[WHAT TO PRODUCE]:
Return each line of the data below that contains the word "clicks", reproducing those lines in full.

Collected data
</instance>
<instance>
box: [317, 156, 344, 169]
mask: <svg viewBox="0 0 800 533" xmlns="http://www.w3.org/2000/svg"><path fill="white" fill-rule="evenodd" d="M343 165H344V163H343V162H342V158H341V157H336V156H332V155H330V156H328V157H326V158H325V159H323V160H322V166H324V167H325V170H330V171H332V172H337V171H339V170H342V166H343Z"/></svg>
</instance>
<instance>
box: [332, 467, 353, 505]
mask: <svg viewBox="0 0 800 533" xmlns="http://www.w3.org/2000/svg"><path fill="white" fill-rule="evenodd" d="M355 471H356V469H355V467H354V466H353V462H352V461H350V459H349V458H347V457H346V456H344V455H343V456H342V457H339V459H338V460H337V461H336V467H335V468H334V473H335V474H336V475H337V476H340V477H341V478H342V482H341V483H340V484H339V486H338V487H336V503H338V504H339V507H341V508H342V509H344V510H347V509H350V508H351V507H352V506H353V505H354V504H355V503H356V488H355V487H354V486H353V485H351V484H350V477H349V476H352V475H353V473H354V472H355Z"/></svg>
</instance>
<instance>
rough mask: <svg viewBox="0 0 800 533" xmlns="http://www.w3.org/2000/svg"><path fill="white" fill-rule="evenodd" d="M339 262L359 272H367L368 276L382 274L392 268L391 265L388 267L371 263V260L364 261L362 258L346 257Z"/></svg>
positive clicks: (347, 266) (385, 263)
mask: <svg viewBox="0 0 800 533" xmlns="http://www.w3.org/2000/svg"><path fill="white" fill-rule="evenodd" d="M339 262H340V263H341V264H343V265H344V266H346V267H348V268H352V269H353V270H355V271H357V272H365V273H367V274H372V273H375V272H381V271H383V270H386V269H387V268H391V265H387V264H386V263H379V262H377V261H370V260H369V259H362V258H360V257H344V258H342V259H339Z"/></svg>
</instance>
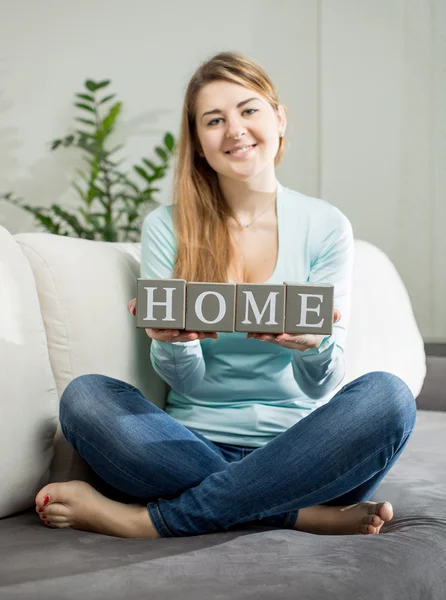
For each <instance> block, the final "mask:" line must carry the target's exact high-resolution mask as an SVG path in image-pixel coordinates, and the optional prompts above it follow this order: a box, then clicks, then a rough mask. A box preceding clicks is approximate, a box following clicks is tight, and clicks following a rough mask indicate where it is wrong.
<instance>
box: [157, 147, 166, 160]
mask: <svg viewBox="0 0 446 600" xmlns="http://www.w3.org/2000/svg"><path fill="white" fill-rule="evenodd" d="M155 152H156V153H157V154H158V156H159V157H160V158H161V159H162V160H163V161H164V162H167V161H168V160H169V158H168V156H167V154H166V152H165V151H164V150H163V149H162V148H160V147H159V146H156V148H155Z"/></svg>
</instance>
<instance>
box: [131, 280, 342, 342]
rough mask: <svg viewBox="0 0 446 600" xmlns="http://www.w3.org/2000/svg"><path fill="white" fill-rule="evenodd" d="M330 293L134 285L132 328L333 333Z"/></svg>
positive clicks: (240, 286) (251, 331) (295, 290)
mask: <svg viewBox="0 0 446 600" xmlns="http://www.w3.org/2000/svg"><path fill="white" fill-rule="evenodd" d="M333 298H334V287H333V285H331V284H321V283H318V284H311V283H292V282H284V283H283V285H278V284H259V283H201V282H200V283H198V282H187V281H185V280H184V279H143V278H138V280H137V294H136V326H137V327H143V328H146V327H151V328H156V329H179V330H185V331H217V332H219V331H220V332H232V331H246V332H249V331H250V332H256V333H317V334H321V335H331V334H332V332H333V308H334V307H333Z"/></svg>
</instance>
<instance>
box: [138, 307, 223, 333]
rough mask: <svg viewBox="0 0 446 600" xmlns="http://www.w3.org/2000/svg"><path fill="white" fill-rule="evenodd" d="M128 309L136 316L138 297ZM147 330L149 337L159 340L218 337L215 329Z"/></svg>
mask: <svg viewBox="0 0 446 600" xmlns="http://www.w3.org/2000/svg"><path fill="white" fill-rule="evenodd" d="M127 310H128V311H129V313H130V314H131V315H133V316H136V298H133V299H132V300H130V302H128V304H127ZM145 331H146V334H147V335H148V336H149V338H152V339H153V340H157V341H158V342H191V341H193V340H204V339H205V338H212V339H217V337H218V335H217V333H216V332H215V331H206V332H204V331H180V330H179V329H153V328H151V327H147V328H146V330H145Z"/></svg>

[ANSWER BOX]:
positive clicks: (347, 266) (385, 263)
For each <instance> block, the final "mask:" line must carry the target's exact high-resolution mask as an SVG path in image-pixel coordinates, and the optional prompts above it follow this order: a box, then clicks, then a rough mask. A box preceding clicks is approximate, a box following clicks is tight, and clicks following a rough mask indicate where it is wrong.
positive clicks: (240, 286) (251, 331) (295, 290)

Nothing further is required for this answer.